*Exercise text*
+++
Hi all,

I am trying to solve a case with a large volume with 1 to 10 kg gas inside. The inlet flow is approximately 1e-5 kg/s. The outlet flow and thus the total hold-up is determined by the pressure near the outlet. However, the outlet is located in a region with Mach >1.

The problem is that I need large timesteps to get a decent mass balance and to predict the total gas holdup. On the other hand I need small timesteps as the physics near the outlet geometry require small timesteps.

Any suggestion or workaround? Maybe the solution is not a CFD-solution.

Astrid

Hi Astrid,

Do you need the large domain? Sounds like you can make a reasonable approximation of total pressure close to the outlet.

As for the timestep, try running with a local timestep factor of ~10 until you get the residuals down, then continue with a small timestep.

Robin

Hi Robin,

- Yes, I need the large domain. The pressure distribution in the volume and thus the hold up determine everything. I can make a reasonable approximation. The problem is that I was asked to give a better approximation, using CFD.

- I will try the local time step factor. As it is not possible to specify a time scale in combination with the local time step factor, I was wondering how the minimum and/or miximum is determined by CFX5.5. Is the minimum the usual auto time scale and the maximum 10 times larger? Or just the other way around?

Astrid

Robin,

can you give an answer on my second question in my previous posting?

Astrid

Hi Astrid,

Direct from the documentation (a handy thing, wouldn't you say):

Local Timestep Factor

This option allows different timestep sizes to be used in different regions of the calculation domain. The value you enter is a multiplier of a local element-based timescale. Smaller timesteps are applied to regions of the flow where the local time scale is very short (e.g. fast flow), and larger timesteps to those regions where the timescales are locally large (e.g. slow flow). The default value is 5.0. A values less than this can be considered a small timestep.

This option is very useful when there are widely varying velocity scales in the simulation, for example, jet flow into a plenum chamber. The main disadvantage of this method is that very small time steps will be applied to small elements, potentially reducing the overall convergence rate. For this reason it is best used on meshes of uniform cell size.

The element-based timescale is literally the time it takes the fluid to cross that element (for advection at least). In terms of advection, the local timescale factor is effectively the CFL number. The code will also consider the diffusion and conduction timescale when making the calculation, using the largest of these. This insures that if you have a conducting solid, or the rate of diffusion is much greater than advection, the appropriate timescale will be used.

Just a reminder though, converging with the local timescale selected will not give you proper results. You can use this to the solution moving along, but you must switch back to a physical or automatic timescale and run it to a final converged solution.

Regards, Robin

Thanks Robin. Of course I read the manual but I was not really satisfied with the answer. Your last reminder is usefull!

Astrid
+++
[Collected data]
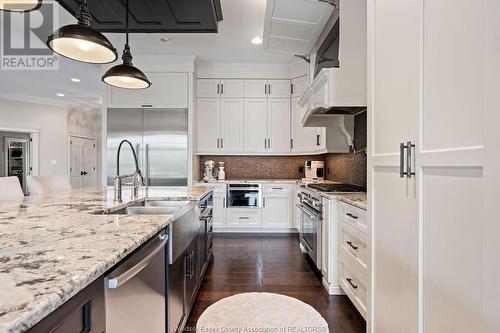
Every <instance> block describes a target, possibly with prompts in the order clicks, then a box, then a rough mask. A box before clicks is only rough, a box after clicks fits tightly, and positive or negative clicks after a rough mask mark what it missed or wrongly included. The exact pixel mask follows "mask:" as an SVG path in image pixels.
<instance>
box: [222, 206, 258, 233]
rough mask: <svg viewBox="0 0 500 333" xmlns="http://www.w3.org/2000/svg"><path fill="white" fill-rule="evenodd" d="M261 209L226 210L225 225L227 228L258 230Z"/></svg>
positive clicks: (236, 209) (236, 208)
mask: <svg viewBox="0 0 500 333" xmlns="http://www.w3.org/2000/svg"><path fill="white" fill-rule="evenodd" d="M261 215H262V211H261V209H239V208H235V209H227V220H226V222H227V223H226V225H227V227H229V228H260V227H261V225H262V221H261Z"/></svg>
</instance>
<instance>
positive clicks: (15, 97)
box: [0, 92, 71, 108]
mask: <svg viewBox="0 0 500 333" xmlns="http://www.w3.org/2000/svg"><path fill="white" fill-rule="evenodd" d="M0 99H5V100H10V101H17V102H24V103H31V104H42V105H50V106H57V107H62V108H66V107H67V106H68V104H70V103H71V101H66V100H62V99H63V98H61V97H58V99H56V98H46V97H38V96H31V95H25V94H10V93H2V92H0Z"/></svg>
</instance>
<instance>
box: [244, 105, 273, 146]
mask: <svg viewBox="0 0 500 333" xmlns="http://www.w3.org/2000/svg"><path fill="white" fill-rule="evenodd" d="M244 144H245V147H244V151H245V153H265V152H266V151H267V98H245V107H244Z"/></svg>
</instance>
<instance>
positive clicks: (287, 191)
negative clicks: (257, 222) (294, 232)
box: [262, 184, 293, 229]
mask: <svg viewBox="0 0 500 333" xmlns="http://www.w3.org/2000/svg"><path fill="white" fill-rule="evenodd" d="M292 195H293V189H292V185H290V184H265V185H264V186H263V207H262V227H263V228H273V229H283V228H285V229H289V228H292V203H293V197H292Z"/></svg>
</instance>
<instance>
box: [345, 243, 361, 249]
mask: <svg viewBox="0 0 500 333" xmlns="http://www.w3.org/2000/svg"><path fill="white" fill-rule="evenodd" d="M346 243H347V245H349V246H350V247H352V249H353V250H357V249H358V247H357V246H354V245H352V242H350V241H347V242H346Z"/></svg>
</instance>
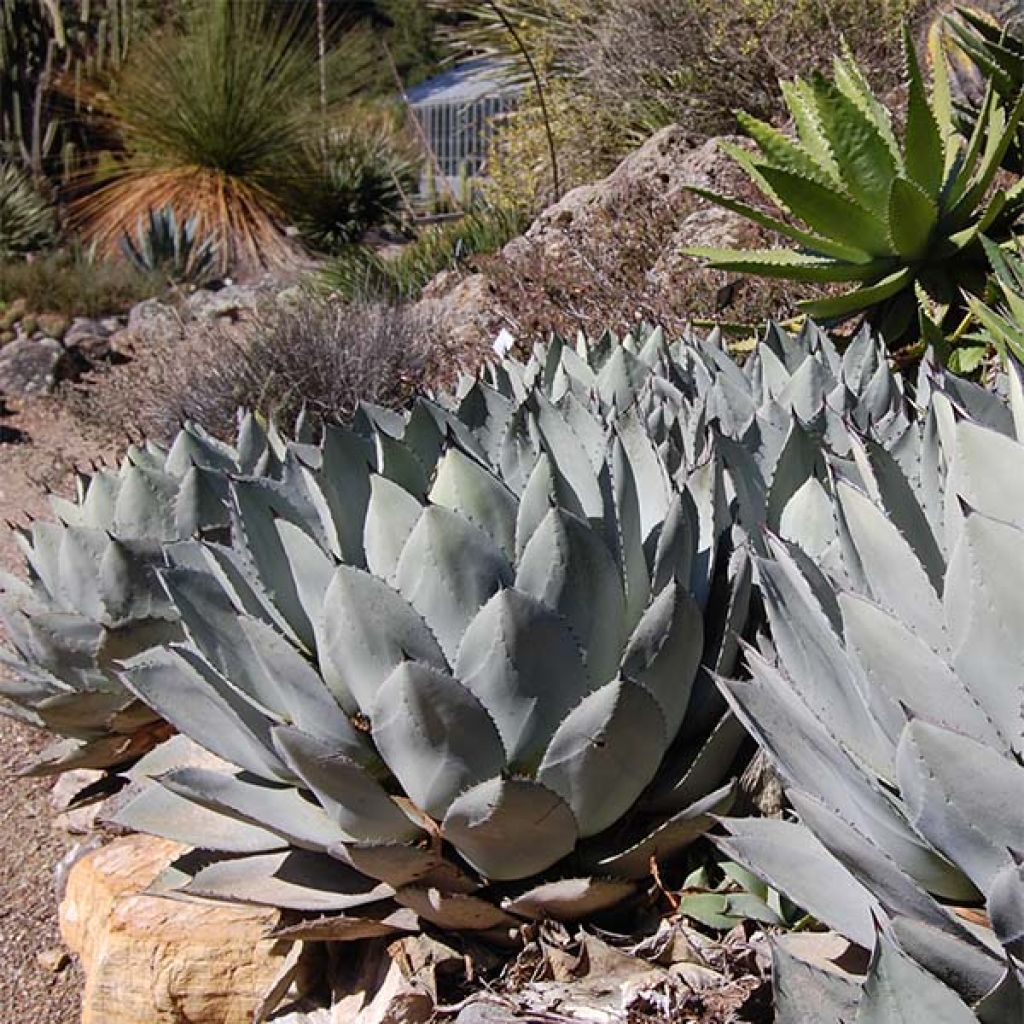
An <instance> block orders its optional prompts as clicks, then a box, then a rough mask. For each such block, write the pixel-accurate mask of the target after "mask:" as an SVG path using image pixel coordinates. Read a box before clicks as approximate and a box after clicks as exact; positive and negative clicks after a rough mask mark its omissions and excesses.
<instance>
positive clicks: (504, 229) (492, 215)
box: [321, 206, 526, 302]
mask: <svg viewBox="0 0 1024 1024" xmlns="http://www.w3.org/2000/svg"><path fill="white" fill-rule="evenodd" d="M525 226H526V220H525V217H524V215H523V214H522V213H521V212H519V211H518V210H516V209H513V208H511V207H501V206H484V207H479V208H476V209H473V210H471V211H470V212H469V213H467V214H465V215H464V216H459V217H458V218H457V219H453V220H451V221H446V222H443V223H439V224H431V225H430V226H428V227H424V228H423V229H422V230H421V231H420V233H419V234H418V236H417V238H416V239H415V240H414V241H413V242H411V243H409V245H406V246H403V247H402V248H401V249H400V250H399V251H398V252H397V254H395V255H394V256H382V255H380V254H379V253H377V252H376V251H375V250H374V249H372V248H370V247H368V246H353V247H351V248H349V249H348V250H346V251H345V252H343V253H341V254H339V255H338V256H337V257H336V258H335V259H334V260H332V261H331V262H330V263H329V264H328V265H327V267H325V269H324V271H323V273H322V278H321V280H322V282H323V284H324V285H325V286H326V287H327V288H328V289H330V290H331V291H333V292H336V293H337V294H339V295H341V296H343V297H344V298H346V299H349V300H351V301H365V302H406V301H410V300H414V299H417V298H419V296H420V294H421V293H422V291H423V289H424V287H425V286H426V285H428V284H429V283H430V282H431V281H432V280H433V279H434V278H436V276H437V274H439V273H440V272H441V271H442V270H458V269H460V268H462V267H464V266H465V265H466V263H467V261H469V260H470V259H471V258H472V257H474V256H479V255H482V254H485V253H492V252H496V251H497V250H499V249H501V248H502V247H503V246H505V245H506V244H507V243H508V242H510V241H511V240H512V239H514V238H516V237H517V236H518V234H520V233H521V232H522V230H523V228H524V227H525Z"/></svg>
+++
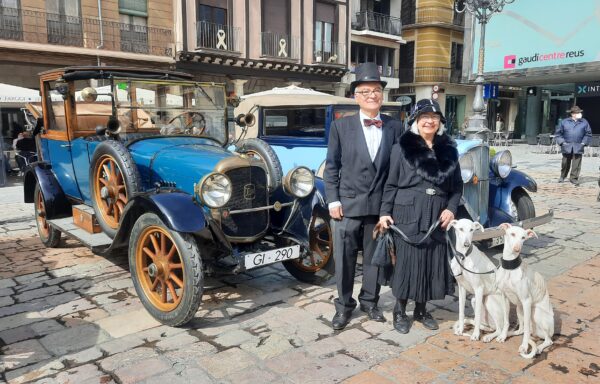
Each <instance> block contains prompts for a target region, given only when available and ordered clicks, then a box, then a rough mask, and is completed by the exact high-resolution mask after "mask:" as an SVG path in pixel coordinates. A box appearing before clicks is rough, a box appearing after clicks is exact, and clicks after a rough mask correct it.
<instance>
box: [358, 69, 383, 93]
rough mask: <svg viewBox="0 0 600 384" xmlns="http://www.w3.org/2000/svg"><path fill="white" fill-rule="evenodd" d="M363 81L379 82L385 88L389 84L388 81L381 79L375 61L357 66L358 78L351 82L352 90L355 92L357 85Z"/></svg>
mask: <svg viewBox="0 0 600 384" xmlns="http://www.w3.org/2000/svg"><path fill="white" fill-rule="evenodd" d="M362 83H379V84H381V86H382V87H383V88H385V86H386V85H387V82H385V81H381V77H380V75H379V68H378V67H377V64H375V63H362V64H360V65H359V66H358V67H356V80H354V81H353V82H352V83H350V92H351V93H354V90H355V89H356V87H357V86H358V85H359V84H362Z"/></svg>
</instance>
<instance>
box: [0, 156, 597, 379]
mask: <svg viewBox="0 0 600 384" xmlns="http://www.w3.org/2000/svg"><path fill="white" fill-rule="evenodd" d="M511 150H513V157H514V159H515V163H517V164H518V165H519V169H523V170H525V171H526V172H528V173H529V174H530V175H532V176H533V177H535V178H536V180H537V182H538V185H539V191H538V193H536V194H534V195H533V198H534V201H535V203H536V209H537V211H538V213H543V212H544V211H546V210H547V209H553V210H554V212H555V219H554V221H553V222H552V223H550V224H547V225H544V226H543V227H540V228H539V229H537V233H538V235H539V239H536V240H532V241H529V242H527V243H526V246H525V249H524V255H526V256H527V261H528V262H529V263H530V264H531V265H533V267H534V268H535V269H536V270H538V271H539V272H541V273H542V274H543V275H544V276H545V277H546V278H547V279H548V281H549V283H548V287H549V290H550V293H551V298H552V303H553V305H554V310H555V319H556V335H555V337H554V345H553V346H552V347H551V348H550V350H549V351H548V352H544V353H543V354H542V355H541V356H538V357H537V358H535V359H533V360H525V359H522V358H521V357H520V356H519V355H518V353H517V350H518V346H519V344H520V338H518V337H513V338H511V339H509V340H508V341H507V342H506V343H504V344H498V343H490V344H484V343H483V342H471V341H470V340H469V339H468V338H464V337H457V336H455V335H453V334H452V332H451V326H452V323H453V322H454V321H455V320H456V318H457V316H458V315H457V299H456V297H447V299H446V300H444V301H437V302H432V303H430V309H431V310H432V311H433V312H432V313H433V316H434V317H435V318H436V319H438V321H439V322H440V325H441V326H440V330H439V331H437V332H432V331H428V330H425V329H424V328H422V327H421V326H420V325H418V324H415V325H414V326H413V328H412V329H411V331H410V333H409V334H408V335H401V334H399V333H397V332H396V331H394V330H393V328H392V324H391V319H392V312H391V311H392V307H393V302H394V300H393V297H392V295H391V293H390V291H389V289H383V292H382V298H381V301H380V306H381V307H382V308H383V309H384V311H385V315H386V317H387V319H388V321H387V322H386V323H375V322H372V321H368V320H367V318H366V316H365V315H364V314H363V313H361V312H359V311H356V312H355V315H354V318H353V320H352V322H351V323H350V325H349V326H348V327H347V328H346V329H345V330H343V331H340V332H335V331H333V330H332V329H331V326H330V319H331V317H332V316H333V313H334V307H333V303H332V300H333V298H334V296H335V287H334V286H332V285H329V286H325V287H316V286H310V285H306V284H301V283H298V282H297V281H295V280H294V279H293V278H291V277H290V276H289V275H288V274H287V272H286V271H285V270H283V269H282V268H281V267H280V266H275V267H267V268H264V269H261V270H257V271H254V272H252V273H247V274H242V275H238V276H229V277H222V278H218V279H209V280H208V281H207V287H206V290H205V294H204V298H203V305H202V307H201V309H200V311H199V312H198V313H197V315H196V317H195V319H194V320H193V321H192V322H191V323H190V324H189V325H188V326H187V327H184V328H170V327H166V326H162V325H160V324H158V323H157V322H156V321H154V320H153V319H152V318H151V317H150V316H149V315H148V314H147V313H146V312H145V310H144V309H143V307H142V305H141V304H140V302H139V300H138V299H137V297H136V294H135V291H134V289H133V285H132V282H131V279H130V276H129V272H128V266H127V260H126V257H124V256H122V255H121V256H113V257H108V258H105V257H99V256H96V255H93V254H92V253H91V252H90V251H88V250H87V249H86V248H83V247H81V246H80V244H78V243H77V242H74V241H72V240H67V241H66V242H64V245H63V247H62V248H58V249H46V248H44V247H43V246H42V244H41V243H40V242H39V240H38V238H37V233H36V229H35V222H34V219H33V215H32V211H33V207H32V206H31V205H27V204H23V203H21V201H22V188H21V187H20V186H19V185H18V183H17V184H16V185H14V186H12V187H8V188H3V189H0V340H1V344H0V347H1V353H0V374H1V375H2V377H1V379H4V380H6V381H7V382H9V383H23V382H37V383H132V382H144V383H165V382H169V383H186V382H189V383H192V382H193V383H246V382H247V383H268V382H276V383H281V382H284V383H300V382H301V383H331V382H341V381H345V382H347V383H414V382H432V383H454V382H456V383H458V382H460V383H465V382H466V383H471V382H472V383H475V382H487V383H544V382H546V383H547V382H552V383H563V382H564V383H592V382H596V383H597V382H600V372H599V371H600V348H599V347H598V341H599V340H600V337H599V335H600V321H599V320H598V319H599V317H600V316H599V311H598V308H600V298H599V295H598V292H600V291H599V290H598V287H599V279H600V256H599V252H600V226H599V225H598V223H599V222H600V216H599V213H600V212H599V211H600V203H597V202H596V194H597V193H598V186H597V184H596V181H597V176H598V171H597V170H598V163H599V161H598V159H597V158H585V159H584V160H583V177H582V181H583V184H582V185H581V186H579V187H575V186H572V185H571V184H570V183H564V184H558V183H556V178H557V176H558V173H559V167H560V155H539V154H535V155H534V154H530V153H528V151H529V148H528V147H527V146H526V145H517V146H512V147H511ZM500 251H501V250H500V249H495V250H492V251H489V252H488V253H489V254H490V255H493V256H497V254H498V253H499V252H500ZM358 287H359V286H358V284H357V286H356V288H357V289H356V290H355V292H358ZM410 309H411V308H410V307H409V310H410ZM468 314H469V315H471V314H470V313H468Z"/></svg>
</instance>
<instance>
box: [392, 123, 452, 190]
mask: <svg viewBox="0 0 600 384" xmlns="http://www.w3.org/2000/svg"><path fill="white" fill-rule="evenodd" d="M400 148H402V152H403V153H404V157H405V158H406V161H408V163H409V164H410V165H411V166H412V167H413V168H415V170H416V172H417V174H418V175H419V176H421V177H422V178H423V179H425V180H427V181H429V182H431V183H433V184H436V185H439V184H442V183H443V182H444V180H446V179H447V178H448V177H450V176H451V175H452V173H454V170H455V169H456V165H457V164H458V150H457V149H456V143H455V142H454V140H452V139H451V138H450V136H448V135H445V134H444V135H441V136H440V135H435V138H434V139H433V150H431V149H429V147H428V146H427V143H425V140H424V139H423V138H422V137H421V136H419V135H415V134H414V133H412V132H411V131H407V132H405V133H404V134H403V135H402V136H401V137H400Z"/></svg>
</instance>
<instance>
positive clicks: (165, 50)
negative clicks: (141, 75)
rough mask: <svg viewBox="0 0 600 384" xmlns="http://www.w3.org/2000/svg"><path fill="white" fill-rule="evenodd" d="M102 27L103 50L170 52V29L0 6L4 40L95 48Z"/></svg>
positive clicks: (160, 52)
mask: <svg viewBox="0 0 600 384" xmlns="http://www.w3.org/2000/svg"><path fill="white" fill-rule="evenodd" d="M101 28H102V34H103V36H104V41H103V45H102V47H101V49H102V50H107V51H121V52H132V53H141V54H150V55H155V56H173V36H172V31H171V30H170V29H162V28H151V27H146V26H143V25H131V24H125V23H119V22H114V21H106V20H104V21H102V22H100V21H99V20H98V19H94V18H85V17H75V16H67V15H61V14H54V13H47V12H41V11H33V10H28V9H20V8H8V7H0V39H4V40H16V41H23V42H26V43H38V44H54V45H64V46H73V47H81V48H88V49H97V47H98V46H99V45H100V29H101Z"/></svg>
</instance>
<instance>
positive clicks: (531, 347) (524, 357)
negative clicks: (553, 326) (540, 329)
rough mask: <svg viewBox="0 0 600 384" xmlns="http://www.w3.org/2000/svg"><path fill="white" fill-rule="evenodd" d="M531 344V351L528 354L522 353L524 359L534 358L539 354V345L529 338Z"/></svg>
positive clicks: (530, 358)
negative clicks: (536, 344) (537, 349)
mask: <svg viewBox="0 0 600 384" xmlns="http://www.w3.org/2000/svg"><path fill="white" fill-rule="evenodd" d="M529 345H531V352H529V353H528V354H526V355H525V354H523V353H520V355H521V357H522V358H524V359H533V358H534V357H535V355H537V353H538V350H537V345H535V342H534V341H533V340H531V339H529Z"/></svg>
+++
*Your tasks*
A – Please copy from the CFD forum thread the passage that begins with "Any suggestion or" and ends with "to the outlet.".
B – Turn the paragraph in the CFD forum thread beginning "The element-based timescale is literally" into a short list that keeps its main facts.

*Expected responses*
A –
Any suggestion or workaround? Maybe the solution is not a CFD-solution.

Astrid

Hi Astrid,

Do you need the large domain? Sounds like you can make a reasonable approximation of total pressure close to the outlet.

B –
- The element-based timescale is the time the fluid takes to cross an element, at least for advection.
- For advection, the local timescale factor is effectively the CFL number.
- The code also weighs the diffusion and conduction timescales and uses the largest of them.
- This ensures the appropriate timescale is used when there is a conducting solid or when diffusion is much faster than advection.